# ARTICLE:
I also tried to prove that `-1-mod-n`

was the right
inverse of `+1-mod-n`

but got stuck almost straight away and
gave up.

If you look carefully there is an obvious generalisation of the
pattern of permutation staring us in the face. Imagine all the possible
values of `Fin n`

written down, in order, as a list:

`[ 0, 1, ..., n - 1 ]`

Now imagine *splitting* this list into two sub-lists:

`[ 0, 1, ... n - 2 ] [ n - 1]`

Now *swap* the two sub-lists:

`[n - 1] [ 0, 1, ... n - 2 ]`

Now *join* them again:

`[ n - 1, 0, 1, ... n - 2 ]`

Now, call this list `P`

and imagine that it is indexed by
the values of `𝔽 n`

. We find that
`P[i] ≡ +1-mod-n i`

for all `i ∈ 𝔽 n`

.

It turns out that there are a number of functions in modules
`Data.Fin`

and `Data.Sum`

that do something very
similar to the split-swap-join exercise we just went through above.

# INFORMATION SHOWN:
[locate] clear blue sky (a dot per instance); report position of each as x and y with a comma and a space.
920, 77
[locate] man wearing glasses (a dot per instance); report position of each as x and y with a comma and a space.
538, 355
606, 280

# DIRECTION:
Extend the passage about permuting the values of Fin n, starting right after its final sentence. The rows come from a different source than the passage.

# OUTPUT FOR THIS EXERCISE:
The signatures of these functions are:

splitAt : ∀ m {n} → Fin (m ℕ.+ n) → Fin m ⊎ Fin n

swap : A ⊎ B → B ⊎ A

join : ∀ m n → Fin m ⊎ Fin n → Fin (m ℕ.+ n)

The behaviour of `join`

is worth looking at in more
detail.

join : ∀ m n → Fin m ⊎ Fin n → Fin (m ℕ.+ n) join m n = [ inject+ n , raise {n} m ]′

where `[_,_]′`

is defined as follows:

[_,_]′ : (A → C) → (B → C) → (A ⊎ B → C) [_,_]′ = [_,_]

and

[_,_] : ∀ {C : A ⊎ B → Set c} → ((x : A) → C (inj₁ x)) → ((x : B) → C (inj₂ x)) → ((x : A ⊎ B) → C x) [ f , g ] (inj₁ x) = f x [ f , g ] (inj₂ y) = g y

Simplifying these means that `join`

could be rewritten
as:

join m n (inj₁ x) = inject+ n x join m n (inj₂ y) = raise {n} m y

The type signatures of the two functions on the RHS of the definition above are:

inject+ : ∀ {m} n → Fin m → Fin (m ℕ.+ n)

raise : ∀ {m} n → Fin m → Fin (n ℕ.+ m)

Function `inject+`

takes a `Fin m`

and
“injects” it into the `Fin (m ℕ.+ n)`

type without changing
the structure of the value. e.g. For value
`suc (suc zero) : Fin 3`

,
`inject+ (suc (suc zero))`

evaluates to
`suc (suc zero) : Fin 5`

for `m = 3`

and
`n = 2`

.

Function `raise`

is a little different to
`inject+`

. It adds `n`

to its argument while
increasing the size of the type to `Fin (n ℕ.+ m)`

.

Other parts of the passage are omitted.